Instructions to follow ->
Look through the data below for the string "Mark", and copy every line where it turns up.
_ _ _
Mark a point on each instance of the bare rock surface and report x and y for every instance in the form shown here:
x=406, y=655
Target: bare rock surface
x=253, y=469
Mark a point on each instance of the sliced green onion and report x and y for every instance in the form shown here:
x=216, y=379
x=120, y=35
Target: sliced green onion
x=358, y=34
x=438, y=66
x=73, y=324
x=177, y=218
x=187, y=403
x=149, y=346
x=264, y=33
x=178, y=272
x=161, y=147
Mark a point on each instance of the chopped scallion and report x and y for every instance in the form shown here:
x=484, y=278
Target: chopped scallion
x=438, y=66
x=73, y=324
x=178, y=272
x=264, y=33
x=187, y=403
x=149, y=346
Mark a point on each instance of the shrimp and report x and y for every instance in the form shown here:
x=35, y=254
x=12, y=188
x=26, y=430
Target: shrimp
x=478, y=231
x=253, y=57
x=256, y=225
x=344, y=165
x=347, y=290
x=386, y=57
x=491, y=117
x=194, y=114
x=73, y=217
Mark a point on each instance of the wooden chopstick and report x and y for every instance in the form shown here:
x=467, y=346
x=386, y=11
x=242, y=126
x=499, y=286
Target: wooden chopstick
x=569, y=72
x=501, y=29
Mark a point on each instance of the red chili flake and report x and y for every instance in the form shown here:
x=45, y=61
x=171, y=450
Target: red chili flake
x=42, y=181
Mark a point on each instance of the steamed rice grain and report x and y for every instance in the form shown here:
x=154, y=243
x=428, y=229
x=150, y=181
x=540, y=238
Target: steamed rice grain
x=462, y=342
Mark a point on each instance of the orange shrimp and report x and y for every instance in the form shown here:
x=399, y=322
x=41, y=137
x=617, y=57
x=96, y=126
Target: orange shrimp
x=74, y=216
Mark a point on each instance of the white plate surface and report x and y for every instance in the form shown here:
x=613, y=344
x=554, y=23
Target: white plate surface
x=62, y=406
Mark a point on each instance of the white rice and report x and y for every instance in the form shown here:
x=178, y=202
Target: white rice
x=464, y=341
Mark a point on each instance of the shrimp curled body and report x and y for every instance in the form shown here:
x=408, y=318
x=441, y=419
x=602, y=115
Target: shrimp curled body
_ _ _
Answer space ->
Mark a point on each instance of the bare rock surface and report x and y for every instance in the form shown here:
Mark a point on each instance of the sliced green onion and report x and y for every instance in the form shown here:
Mark a point on each instance of the chopped scallion and report x and y for every instance in the form shown here:
Mark a point on each instance of the shrimp and report x and y for every instance in the form shown here:
Mark a point on each instance of the wooden chopstick and report x and y for every instance in the form shown here:
Mark a point on each instance of the red chili flake and report x and y for every instance in the form shown here:
Mark a point on each instance of the steamed rice grain and report x and y for every instance in the form shown here:
Mark a point on each instance of the orange shrimp and report x and y for every instance in the form shown here:
Mark a point on each instance of the white plate surface and report x and y for every instance in the form shown here:
Mark a point on each instance of the white rice and report x and y for every instance in the form shown here:
Mark a point on each instance of the shrimp curled body and report x and y for every instance in the form shown here:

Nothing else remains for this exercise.